[The problem] Shift every answer coordinate up by 150 and rewrite everything from the line containing "Where can the rocky" down to the last of the items, inclusive. Keep the requests and their format samples unchanged.
* start Raw records *
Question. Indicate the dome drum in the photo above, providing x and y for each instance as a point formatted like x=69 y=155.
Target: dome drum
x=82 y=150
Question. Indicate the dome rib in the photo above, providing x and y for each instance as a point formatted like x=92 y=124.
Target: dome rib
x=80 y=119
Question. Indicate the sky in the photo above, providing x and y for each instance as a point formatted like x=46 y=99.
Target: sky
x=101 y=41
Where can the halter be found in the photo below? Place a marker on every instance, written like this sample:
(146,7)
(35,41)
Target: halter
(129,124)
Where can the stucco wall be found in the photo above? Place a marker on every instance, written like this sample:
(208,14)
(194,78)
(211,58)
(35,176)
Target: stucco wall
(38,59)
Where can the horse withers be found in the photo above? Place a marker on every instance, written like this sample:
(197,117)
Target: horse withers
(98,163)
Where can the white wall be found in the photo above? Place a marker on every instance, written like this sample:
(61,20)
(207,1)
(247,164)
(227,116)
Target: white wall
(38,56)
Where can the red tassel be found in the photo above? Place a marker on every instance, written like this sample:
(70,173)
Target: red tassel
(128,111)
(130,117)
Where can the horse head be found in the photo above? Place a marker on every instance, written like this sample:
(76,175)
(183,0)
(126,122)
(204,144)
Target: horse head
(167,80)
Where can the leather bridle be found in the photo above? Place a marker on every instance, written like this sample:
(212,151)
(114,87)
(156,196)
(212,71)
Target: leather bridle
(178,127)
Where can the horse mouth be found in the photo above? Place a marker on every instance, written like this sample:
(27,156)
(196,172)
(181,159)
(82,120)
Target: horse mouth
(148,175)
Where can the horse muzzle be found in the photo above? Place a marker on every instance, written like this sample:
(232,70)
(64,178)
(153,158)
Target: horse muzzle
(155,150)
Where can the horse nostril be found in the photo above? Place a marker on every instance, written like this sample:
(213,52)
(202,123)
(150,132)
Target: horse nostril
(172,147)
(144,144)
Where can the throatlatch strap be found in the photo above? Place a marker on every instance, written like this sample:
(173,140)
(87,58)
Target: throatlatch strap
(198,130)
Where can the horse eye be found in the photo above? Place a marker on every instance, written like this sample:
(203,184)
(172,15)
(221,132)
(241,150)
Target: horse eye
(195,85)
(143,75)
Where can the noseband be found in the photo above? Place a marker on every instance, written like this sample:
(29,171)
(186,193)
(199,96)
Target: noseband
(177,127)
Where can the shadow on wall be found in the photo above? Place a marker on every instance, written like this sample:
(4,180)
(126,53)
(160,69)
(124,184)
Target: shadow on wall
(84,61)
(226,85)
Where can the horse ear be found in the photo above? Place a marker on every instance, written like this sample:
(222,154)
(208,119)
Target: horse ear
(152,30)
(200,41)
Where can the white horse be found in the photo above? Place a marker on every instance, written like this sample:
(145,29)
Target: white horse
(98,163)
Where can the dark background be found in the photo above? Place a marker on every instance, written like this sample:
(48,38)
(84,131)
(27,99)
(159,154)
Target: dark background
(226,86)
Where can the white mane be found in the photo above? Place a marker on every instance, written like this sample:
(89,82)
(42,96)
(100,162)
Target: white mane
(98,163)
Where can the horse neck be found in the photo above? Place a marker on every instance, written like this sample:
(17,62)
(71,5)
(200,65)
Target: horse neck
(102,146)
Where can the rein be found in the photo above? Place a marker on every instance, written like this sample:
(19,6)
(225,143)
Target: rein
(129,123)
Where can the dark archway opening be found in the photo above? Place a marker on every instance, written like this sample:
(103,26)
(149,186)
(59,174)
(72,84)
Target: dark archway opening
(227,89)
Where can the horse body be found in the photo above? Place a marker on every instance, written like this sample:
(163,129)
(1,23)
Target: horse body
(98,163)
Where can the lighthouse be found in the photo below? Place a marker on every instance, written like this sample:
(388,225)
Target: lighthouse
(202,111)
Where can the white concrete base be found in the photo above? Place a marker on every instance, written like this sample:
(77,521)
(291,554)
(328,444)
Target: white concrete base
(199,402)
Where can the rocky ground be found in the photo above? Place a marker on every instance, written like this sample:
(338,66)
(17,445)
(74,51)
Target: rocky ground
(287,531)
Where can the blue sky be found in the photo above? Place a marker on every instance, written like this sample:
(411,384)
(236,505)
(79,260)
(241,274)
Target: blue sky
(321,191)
* end Raw records *
[Solution to this problem]
Where can the rocky ground be found in the photo above? Place a marker on every instance, written like this sample:
(338,66)
(17,445)
(74,51)
Target: rocky ground
(437,681)
Where can the blue sky be found in the photo above? Place a marker on every instance, written like this sample:
(411,384)
(236,505)
(79,260)
(241,274)
Target: blue sky
(471,341)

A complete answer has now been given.